> Description of the task: Can you copy out the data below, character for character, from the line with "where: wide-brim sun hat" up to and including the line with "[64,0,500,59]"?

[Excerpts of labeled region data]

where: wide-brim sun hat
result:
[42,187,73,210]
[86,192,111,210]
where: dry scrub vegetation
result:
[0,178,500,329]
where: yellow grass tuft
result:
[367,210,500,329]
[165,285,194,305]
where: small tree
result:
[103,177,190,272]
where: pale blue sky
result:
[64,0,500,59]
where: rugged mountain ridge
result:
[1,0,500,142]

* * *

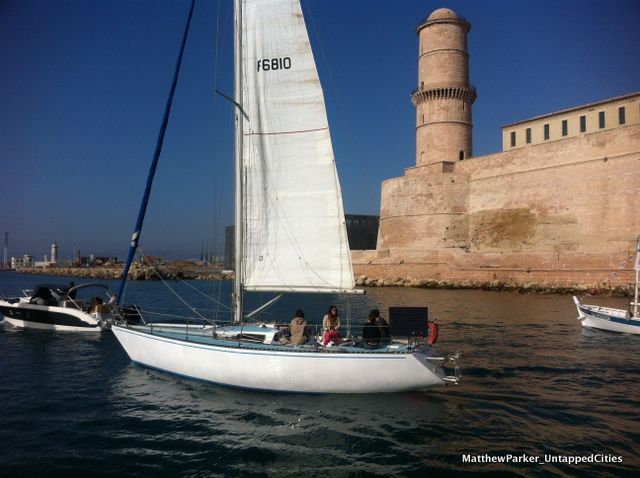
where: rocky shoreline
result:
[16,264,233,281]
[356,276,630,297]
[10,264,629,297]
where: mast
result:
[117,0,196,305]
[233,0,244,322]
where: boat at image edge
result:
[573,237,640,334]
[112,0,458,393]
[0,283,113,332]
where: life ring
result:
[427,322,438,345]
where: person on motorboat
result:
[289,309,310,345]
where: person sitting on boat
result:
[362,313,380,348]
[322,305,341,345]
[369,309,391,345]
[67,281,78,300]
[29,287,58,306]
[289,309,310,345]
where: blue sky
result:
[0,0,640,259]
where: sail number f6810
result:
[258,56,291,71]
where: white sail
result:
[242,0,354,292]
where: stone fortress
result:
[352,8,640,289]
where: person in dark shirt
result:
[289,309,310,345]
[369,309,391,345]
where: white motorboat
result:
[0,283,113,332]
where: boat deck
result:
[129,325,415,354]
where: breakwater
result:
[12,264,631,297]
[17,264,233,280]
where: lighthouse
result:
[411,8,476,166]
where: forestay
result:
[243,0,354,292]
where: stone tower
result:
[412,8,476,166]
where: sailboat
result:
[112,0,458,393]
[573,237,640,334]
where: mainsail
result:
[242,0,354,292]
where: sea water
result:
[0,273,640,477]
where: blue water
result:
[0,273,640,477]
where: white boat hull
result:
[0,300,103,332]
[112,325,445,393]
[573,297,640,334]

> Result for this task:
where: wide-brim sun hat
result:
[42,187,73,210]
[86,192,111,210]
where: dry scrub vegetation
result:
[0,178,500,329]
where: yellow grass tuft
result:
[367,210,500,329]
[165,285,194,305]
where: small tree
result:
[103,177,190,272]
where: pale blue sky
result:
[64,0,500,59]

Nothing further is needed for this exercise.